** Exercise data follows **

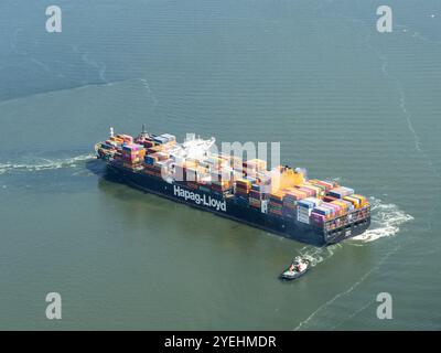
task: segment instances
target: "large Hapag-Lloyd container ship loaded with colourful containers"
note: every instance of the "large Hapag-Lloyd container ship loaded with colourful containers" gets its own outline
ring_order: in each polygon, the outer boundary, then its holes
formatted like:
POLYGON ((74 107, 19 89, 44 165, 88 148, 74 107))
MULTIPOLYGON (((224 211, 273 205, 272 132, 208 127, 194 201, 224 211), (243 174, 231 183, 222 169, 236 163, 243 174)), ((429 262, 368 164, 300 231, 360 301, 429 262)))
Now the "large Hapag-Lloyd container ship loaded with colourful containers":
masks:
POLYGON ((262 159, 215 153, 215 139, 170 133, 115 135, 95 146, 106 176, 175 202, 318 246, 357 236, 370 225, 365 196, 301 168, 268 169, 262 159))

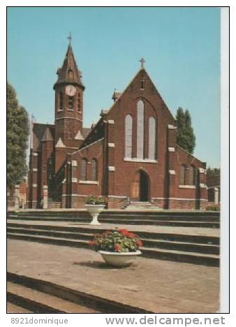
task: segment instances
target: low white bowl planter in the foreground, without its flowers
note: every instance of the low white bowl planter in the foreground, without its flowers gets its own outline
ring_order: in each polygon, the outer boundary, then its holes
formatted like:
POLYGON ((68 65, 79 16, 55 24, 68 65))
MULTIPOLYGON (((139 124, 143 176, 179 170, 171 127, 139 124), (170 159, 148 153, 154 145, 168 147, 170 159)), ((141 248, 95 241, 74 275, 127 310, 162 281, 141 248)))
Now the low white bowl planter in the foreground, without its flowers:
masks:
POLYGON ((108 252, 108 251, 98 251, 101 254, 104 261, 110 266, 115 267, 126 267, 130 266, 133 261, 139 256, 142 252, 140 250, 136 252, 108 252))

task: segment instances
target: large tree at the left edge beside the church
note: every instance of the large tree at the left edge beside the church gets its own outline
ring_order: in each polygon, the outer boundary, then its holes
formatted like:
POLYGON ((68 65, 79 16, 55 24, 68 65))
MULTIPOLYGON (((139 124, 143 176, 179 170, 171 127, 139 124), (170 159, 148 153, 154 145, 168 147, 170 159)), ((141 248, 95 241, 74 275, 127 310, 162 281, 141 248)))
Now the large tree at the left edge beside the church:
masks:
POLYGON ((15 89, 7 83, 7 186, 12 189, 27 173, 29 119, 19 106, 15 89))

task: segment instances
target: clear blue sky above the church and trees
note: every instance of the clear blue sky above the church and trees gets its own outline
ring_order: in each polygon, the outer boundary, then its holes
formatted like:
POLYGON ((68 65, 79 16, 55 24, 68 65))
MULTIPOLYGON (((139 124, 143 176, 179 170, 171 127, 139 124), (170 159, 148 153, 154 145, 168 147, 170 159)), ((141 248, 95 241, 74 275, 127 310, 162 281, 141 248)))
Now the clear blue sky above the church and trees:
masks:
POLYGON ((220 160, 218 8, 8 8, 8 81, 37 122, 54 122, 56 71, 72 33, 82 71, 84 126, 145 68, 173 115, 191 112, 194 154, 220 160))

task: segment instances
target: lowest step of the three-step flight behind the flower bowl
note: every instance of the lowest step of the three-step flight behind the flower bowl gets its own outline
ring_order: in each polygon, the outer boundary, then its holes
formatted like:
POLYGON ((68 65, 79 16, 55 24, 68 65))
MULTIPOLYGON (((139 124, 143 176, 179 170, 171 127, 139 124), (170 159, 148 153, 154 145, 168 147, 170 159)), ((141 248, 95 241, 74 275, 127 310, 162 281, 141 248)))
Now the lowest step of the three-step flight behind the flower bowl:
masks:
MULTIPOLYGON (((59 235, 52 236, 52 235, 34 235, 27 234, 27 233, 8 233, 8 238, 16 239, 16 240, 27 240, 31 242, 43 242, 48 244, 54 245, 64 245, 64 246, 71 246, 71 247, 85 247, 89 248, 88 240, 81 240, 75 238, 65 238, 59 237, 59 235)), ((150 242, 150 240, 149 240, 150 242)), ((165 242, 165 247, 167 243, 165 242)), ((158 244, 156 244, 158 246, 158 244)), ((170 243, 169 243, 170 246, 170 243)), ((174 245, 172 244, 174 247, 174 245)), ((192 245, 192 247, 194 247, 192 245)), ((175 248, 175 247, 174 247, 175 248)), ((142 247, 141 248, 142 255, 147 258, 152 259, 162 259, 162 260, 171 260, 171 261, 181 261, 181 262, 188 262, 188 263, 195 263, 195 264, 202 264, 205 266, 219 266, 219 256, 216 254, 205 254, 199 252, 186 252, 179 251, 174 249, 162 249, 160 247, 142 247)))

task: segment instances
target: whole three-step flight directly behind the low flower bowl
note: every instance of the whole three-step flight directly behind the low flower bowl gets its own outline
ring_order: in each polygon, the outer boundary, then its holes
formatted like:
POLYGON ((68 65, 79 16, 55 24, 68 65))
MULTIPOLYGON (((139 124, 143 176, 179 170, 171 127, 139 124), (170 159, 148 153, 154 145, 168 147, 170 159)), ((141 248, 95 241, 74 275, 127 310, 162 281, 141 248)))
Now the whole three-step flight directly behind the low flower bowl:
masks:
MULTIPOLYGON (((105 229, 8 222, 8 238, 54 245, 89 248, 94 233, 105 229)), ((140 236, 142 255, 152 259, 219 266, 219 238, 177 233, 135 232, 140 236)))

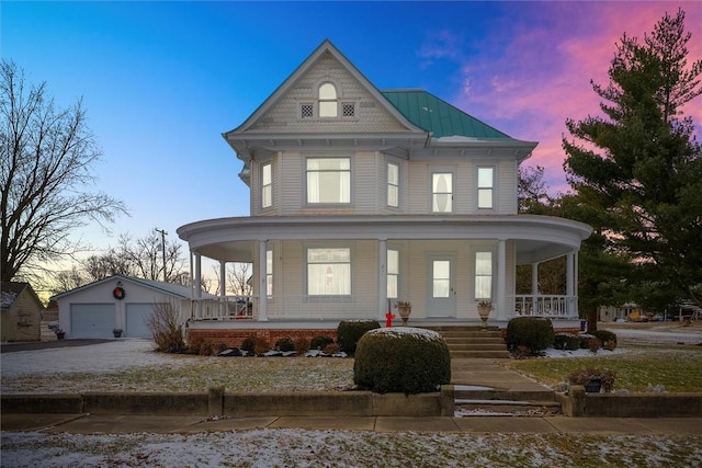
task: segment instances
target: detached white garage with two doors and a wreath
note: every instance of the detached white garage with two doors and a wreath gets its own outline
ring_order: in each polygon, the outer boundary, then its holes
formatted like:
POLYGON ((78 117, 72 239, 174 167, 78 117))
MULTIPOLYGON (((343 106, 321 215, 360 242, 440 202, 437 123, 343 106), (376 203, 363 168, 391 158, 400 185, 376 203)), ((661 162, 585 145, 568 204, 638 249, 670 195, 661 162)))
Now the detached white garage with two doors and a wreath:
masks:
POLYGON ((147 320, 154 306, 172 304, 184 323, 191 316, 191 296, 189 286, 114 275, 52 299, 58 303, 66 338, 111 338, 115 328, 123 330, 124 338, 150 338, 147 320))

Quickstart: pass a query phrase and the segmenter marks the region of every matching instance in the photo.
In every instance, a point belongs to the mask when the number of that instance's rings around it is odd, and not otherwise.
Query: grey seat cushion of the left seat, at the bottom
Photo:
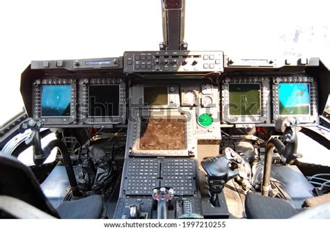
[[[62,219],[99,219],[103,212],[100,195],[93,195],[71,202],[63,202],[57,212]]]

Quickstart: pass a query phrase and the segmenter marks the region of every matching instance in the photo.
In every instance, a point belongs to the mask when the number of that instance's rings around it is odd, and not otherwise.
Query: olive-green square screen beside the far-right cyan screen
[[[229,84],[230,115],[260,115],[260,83]]]

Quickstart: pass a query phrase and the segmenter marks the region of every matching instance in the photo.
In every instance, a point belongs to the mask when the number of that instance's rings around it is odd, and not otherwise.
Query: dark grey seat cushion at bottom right
[[[299,212],[284,199],[249,192],[245,198],[245,213],[249,219],[287,219]]]

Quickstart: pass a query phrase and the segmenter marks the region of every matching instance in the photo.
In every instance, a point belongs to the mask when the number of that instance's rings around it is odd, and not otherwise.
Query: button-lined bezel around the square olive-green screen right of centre
[[[259,84],[260,85],[260,114],[259,115],[230,115],[230,85]],[[224,124],[257,124],[270,120],[269,79],[264,76],[233,76],[223,80],[221,88],[221,114]]]

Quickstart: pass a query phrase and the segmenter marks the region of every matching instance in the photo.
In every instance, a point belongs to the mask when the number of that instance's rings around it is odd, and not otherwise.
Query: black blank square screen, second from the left
[[[89,116],[119,116],[119,85],[89,86]]]

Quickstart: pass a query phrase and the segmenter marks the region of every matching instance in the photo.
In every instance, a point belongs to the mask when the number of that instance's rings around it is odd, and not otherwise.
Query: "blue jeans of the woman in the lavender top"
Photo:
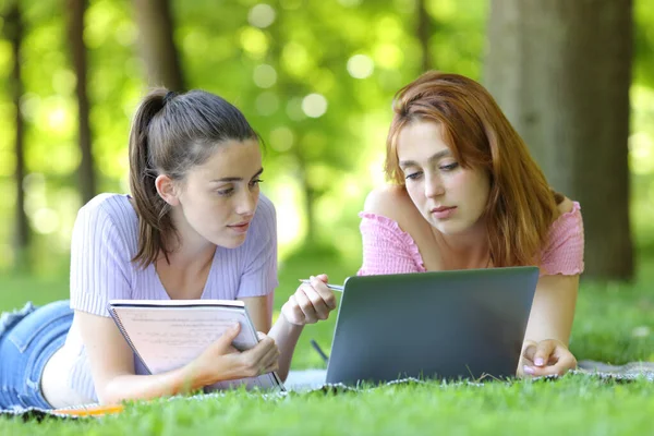
[[[48,360],[63,342],[73,322],[69,301],[0,316],[0,409],[51,409],[40,389]]]

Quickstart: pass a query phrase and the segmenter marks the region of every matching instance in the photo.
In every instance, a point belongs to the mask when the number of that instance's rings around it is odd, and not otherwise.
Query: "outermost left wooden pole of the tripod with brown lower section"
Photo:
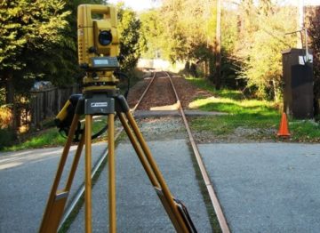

** End of Exercise data **

Within the entries above, find the string "blue" and return each line that holds it.

target: clear blue sky above the church and trees
note: every instance of the clear blue sky above the church and trees gets its own outline
Now the clear blue sky above the church and trees:
Query: "blue jeans of the woman in the lavender top"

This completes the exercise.